■ **PROBLEMS**:
1) Write out the section of the GAN training passage between "Now let’s turn" and "as an output.", inclusive.
2) In the GAN training passage, what label is given to the generator's fake images when they are fed to the discriminator during generator training?
3) Carry on the GAN training passage from where it stops.

1. Inference is forward propagation alone. It does not involve model training (via, e.g., backpropagation).
Thus, in each of these two processes, one of the models creates its output (either a fake image or a prediction of whether the image is fake) but is not trained, and the other model uses that output to learn to perform its task better.
During the overall process of training a GAN, discriminator training alternates with generator training. Let’s dive into both training processes in a bit more detail, starting with discriminator training (see Figure 12.2):
The generator produces fake images (by inference; shown in black) that are mixed in with batches of real images and fed into the discriminator for training.
The discriminator outputs a prediction (ŷ) that corresponds to the likelihood that the image is real.
The cross-entropy cost is evaluated for the discriminator’s ŷ predictions relative to the true y labels.
Via backpropagation tuning the discriminator’s parameters (shown in green), the cost is minimized in order to train the model to better distinguish real images from fake ones.
Note well that during discriminator training, it is only the discriminator network that is learning; the generator network is not involved in the backpropagation, so it doesn’t learn anything.
Now let’s turn our focus to the process that discriminator training alternates with: the training of the generator (shown in Figure 12.3):
The generator receives a random noise vector z as input2 and produces a fake image as an output.
The fake images produced by the generator are fed directly into the discriminator as inputs. Crucially to this process, we lie to the discriminator and label all of these fake images as real (y = 1).
The discriminator (by inference; shown in black) outputs ŷ predictions as to whether a given input image is real or fake.
Cross-entropy cost here is used to tune the parameters of the generator network (shown in green). More specifically, the generator learns how convincing its fake images are to the discriminator network. By minimizing this cost, the generator will learn to produce forgeries that the discriminator mistakenly labels as real—forgeries that may even appear to be real to the human eye.

■ **SUPPLIED RECORDS**:
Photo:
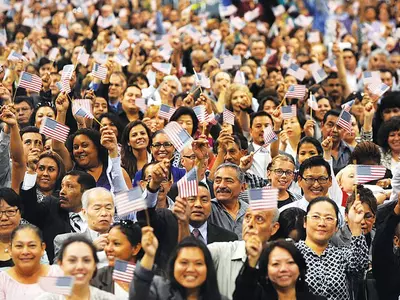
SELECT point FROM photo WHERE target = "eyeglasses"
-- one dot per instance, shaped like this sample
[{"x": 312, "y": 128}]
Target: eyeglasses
[
  {"x": 317, "y": 218},
  {"x": 311, "y": 180},
  {"x": 192, "y": 157},
  {"x": 165, "y": 145},
  {"x": 280, "y": 172},
  {"x": 9, "y": 213}
]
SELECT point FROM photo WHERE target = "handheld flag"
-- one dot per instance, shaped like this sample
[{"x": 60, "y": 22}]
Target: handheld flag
[
  {"x": 123, "y": 271},
  {"x": 188, "y": 185},
  {"x": 263, "y": 199},
  {"x": 166, "y": 111},
  {"x": 289, "y": 111},
  {"x": 57, "y": 285},
  {"x": 54, "y": 130},
  {"x": 30, "y": 82},
  {"x": 179, "y": 137},
  {"x": 228, "y": 117},
  {"x": 344, "y": 121},
  {"x": 130, "y": 201},
  {"x": 368, "y": 173}
]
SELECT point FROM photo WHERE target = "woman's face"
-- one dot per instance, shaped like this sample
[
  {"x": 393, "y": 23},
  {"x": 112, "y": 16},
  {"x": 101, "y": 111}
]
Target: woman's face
[
  {"x": 238, "y": 98},
  {"x": 348, "y": 180},
  {"x": 292, "y": 127},
  {"x": 110, "y": 124},
  {"x": 47, "y": 172},
  {"x": 119, "y": 247},
  {"x": 78, "y": 261},
  {"x": 190, "y": 269},
  {"x": 138, "y": 138},
  {"x": 84, "y": 151},
  {"x": 283, "y": 271},
  {"x": 318, "y": 230},
  {"x": 42, "y": 112},
  {"x": 162, "y": 147},
  {"x": 269, "y": 106},
  {"x": 26, "y": 250},
  {"x": 186, "y": 122},
  {"x": 323, "y": 107},
  {"x": 9, "y": 220},
  {"x": 282, "y": 181},
  {"x": 394, "y": 141}
]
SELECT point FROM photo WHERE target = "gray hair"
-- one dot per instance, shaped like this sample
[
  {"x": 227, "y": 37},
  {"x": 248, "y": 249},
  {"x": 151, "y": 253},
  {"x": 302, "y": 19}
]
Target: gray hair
[
  {"x": 86, "y": 195},
  {"x": 239, "y": 173}
]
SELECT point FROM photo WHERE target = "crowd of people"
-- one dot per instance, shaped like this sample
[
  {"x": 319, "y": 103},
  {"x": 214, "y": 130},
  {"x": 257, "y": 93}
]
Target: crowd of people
[{"x": 293, "y": 95}]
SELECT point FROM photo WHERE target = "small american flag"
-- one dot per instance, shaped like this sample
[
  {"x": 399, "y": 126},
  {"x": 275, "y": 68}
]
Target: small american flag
[
  {"x": 67, "y": 72},
  {"x": 347, "y": 106},
  {"x": 228, "y": 117},
  {"x": 130, "y": 201},
  {"x": 30, "y": 82},
  {"x": 344, "y": 121},
  {"x": 201, "y": 113},
  {"x": 123, "y": 271},
  {"x": 57, "y": 285},
  {"x": 54, "y": 130},
  {"x": 166, "y": 111},
  {"x": 296, "y": 91},
  {"x": 289, "y": 111},
  {"x": 179, "y": 137},
  {"x": 263, "y": 199},
  {"x": 312, "y": 102},
  {"x": 269, "y": 136},
  {"x": 368, "y": 173},
  {"x": 188, "y": 185},
  {"x": 99, "y": 71}
]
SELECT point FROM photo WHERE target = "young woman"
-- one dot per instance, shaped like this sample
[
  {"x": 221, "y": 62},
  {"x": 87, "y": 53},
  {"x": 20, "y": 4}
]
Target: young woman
[
  {"x": 328, "y": 267},
  {"x": 281, "y": 274},
  {"x": 191, "y": 272},
  {"x": 136, "y": 141},
  {"x": 78, "y": 258},
  {"x": 123, "y": 242},
  {"x": 21, "y": 281}
]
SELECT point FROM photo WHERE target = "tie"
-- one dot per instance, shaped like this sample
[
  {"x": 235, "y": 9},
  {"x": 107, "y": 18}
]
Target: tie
[{"x": 74, "y": 219}]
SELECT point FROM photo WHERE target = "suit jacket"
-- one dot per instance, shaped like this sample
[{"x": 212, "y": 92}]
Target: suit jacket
[
  {"x": 47, "y": 215},
  {"x": 165, "y": 227},
  {"x": 173, "y": 192}
]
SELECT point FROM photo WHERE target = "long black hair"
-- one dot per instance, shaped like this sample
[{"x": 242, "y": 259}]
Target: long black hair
[
  {"x": 209, "y": 289},
  {"x": 129, "y": 161}
]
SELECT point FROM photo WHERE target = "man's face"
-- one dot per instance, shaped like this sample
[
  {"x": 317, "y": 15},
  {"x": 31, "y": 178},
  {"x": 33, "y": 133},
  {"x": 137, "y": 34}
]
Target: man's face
[
  {"x": 329, "y": 129},
  {"x": 100, "y": 211},
  {"x": 200, "y": 207},
  {"x": 259, "y": 223},
  {"x": 313, "y": 188},
  {"x": 258, "y": 50},
  {"x": 129, "y": 101},
  {"x": 334, "y": 88},
  {"x": 24, "y": 112},
  {"x": 116, "y": 88},
  {"x": 71, "y": 193},
  {"x": 227, "y": 186},
  {"x": 257, "y": 129},
  {"x": 187, "y": 83},
  {"x": 32, "y": 140},
  {"x": 233, "y": 154}
]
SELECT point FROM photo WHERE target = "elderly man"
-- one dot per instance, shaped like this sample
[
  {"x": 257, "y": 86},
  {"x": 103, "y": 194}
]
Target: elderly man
[{"x": 98, "y": 211}]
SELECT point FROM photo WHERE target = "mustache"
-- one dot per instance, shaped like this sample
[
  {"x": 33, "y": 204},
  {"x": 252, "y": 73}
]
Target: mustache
[{"x": 223, "y": 190}]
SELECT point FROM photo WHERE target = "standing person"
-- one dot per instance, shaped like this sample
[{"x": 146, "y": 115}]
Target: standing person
[
  {"x": 281, "y": 273},
  {"x": 123, "y": 242},
  {"x": 191, "y": 272},
  {"x": 329, "y": 268},
  {"x": 21, "y": 281},
  {"x": 78, "y": 259}
]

■ **EXPECTED RESPONSES**:
1)
Now let’s turn our focus to the process that discriminator training alternates with: the training of the generator (shown in Figure 12.3):
The generator receives a random noise vector z as input2 and produces a fake image as an output.

2) They are labeled as real (y = 1).

3)
2. This random noise vector z corresponds to the latent-space vector introduced in Chapter 3 (see Figure 3.4), and it is unrelated to the z variable that has been used since Figure 6.8 to represent w · x + b. We cover this in more detail later on in this chapter.
So, during generator training, it is only the generator network that is learning. Later in this chapter, we show you how to freeze the discriminator’s parameters so that backpropagation can tune the generator’s parameters without influencing the discriminator in any way.
At the onset of GAN training, the generator has no idea yet what it’s supposed to be making, so—being fed random noise as inputs—the generator produces images of random noise as outputs. These poor-quality fakes contrast starkly with the real images—which contain combinations of features that blend to form actual images—and therefore the discriminator initially has no trouble at all learning to distinguish real from fake. As the generator trains, however, it gradually learns how to replicate some of the structure of the real images. Eventually, the generator becomes crafty enough to fool the discriminator, and thus in turn the discriminator learns more-complex and nuanced features from the real images such that outwitting the discriminator becomes trickier. Back and forth, alternating between generator training and discriminator training in this way, the generator learns to forge ever-more-convincing images. At some point, the two adversarial models arrive at a stalemate: They reach the limits of their architectures, and learning stalls on both sides.3
3. More-complex generator and discriminator networks would learn more-complex features and produce more-realistic images. However, in some cases we don’t need that complexity, and of course these models would be harder to train.
At the conclusion of training, the discriminator is discarded and the generator is our final product. We can feed in random noise, and it will output images that match the style of the images the adversarial network was trained on. In this sense, the generative capacity of GANs could be considered creative. If provided with a large training dataset of photos of celebrity faces, a GAN can produce convincing photos of “celebrities” that have never existed. As in Figure 3.4, by passing specific z values into this generator, we would be specifying particular coordinates within the GAN’s latent space, enabling us to output a celebrity face with whatever attributes we desire—such as a particular age, gender, or type of eyeglasses. In the GAN that you’ll train in this chapter, you’ll use a training dataset consisting of sketches hand drawn by humans, so our GAN will learn to produce novel drawings—ones that no human mind has conceived of before. Hold tight for that section, where we discuss the specific architectures of the generator and discriminator in more detail. First, though, we describe how to download and process these sketch data.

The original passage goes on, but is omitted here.